#### Problem
Repeat exactly the lines that run from the one containing "the tan corduroy" to the end of the data, and leave out all others.

================================

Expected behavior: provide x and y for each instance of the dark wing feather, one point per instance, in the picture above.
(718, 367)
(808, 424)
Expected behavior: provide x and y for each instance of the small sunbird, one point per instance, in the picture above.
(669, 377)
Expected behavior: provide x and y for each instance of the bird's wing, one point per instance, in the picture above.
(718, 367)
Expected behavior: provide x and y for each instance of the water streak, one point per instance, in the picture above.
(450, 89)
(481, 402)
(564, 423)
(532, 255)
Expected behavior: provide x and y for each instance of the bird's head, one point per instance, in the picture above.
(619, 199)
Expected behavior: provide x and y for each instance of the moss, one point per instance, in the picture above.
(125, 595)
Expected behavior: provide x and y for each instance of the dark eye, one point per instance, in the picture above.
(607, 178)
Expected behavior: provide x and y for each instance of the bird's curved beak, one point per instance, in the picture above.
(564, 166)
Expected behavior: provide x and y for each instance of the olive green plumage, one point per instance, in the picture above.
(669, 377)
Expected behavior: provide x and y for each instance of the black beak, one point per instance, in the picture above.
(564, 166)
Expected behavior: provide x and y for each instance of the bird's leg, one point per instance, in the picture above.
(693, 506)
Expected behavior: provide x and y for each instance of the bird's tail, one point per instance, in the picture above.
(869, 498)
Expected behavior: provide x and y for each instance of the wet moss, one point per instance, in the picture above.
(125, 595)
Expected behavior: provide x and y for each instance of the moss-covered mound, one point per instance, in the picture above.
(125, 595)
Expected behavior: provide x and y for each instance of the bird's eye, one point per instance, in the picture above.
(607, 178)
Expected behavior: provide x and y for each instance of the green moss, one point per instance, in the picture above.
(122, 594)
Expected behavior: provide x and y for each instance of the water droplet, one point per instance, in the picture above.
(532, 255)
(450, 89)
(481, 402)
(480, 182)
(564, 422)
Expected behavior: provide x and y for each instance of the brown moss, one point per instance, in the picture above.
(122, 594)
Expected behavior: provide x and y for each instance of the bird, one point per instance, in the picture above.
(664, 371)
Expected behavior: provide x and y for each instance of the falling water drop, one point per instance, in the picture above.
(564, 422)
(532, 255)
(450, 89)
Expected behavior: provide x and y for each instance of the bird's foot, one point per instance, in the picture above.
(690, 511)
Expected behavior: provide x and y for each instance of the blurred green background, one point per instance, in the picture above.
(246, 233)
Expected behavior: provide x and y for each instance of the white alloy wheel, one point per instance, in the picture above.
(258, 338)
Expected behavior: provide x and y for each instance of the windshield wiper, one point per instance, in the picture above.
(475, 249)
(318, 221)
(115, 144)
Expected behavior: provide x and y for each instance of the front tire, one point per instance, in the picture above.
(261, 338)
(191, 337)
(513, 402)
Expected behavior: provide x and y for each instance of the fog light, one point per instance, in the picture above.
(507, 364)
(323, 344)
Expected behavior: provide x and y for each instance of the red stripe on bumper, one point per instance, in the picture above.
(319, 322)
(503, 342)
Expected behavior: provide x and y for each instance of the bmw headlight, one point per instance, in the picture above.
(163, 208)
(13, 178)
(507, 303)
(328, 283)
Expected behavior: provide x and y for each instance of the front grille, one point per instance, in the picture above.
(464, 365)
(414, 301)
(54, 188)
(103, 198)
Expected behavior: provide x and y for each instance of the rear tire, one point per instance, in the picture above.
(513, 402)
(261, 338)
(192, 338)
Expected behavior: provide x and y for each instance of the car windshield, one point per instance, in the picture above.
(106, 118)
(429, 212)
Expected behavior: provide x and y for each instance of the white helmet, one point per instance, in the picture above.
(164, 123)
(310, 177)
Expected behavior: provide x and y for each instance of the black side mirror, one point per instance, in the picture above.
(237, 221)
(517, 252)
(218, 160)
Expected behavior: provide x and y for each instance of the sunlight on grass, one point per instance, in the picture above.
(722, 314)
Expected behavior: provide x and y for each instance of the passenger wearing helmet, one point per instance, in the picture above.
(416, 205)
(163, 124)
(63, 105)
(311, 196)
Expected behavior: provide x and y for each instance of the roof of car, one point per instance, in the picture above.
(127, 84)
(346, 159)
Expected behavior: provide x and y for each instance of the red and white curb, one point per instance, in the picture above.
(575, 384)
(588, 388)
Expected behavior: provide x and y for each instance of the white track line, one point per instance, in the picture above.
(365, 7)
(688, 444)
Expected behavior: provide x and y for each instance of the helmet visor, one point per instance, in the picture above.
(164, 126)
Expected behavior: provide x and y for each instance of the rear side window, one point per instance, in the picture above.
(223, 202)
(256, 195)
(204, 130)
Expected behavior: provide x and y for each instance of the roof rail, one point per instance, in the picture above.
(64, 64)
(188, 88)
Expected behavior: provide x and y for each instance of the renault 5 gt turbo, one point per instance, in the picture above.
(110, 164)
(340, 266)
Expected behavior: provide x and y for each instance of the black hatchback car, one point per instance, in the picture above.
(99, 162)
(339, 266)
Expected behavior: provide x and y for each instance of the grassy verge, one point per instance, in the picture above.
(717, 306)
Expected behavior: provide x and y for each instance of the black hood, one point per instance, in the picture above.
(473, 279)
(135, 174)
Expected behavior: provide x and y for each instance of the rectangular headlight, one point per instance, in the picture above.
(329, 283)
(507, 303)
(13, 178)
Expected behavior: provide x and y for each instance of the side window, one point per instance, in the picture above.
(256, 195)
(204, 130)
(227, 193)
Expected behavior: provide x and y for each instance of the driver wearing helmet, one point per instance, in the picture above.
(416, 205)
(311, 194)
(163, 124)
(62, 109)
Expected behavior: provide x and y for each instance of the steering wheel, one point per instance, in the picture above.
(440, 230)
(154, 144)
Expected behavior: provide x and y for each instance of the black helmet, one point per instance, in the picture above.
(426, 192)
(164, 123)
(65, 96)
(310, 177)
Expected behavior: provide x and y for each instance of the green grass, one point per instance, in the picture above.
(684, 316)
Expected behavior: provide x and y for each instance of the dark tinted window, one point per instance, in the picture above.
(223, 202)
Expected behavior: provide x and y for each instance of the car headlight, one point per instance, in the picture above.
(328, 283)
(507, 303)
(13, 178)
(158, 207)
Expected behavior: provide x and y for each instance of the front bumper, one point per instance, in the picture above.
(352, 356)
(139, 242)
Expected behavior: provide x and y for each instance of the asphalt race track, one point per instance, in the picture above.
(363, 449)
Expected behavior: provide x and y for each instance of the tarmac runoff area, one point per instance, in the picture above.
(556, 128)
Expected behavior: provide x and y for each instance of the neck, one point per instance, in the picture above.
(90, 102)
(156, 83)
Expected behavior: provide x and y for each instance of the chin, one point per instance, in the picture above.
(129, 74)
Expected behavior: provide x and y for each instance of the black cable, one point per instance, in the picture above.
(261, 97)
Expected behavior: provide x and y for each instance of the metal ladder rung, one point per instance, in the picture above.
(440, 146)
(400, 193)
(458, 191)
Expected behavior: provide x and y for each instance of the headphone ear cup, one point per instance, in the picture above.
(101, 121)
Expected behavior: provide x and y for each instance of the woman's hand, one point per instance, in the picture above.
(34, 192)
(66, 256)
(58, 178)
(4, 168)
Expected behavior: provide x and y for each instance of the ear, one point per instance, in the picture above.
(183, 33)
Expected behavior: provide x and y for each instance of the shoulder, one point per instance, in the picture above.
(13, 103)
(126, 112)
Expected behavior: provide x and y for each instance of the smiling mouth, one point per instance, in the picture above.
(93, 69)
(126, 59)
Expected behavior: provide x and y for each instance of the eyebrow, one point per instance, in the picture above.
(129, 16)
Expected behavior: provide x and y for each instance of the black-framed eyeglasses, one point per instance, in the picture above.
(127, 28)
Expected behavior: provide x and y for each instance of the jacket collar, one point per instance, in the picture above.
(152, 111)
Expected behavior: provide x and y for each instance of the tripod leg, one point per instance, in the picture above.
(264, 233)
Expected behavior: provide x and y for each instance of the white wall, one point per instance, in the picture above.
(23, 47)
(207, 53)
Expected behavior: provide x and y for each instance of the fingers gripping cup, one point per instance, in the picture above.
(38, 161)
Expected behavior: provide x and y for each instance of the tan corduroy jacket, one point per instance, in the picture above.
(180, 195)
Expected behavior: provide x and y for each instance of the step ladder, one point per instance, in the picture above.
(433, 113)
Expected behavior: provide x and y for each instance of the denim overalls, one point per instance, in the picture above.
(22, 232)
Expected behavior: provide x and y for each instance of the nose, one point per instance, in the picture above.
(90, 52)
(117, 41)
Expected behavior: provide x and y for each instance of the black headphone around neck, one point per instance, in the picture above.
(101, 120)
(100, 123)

================================

#### Solution to the problem
Expected behavior: provide x and y for each instance of the tan corduroy jacket, one point per instance, in the picture above.
(180, 195)
Expected behavior: provide x and y for each instance of the step ladder, one point per instance, in the picture above.
(433, 113)
Expected behavior: provide x and y for each instance of the denim overalls, one point per instance, in the picture above.
(22, 232)
Expected behavior: provide x and y for each instance of the nose, one point per instance, in the picture above.
(90, 52)
(117, 41)
Expected behavior: provide x and y for each instance of the black headphone around neck, one point per instance, in the picture above.
(101, 120)
(100, 123)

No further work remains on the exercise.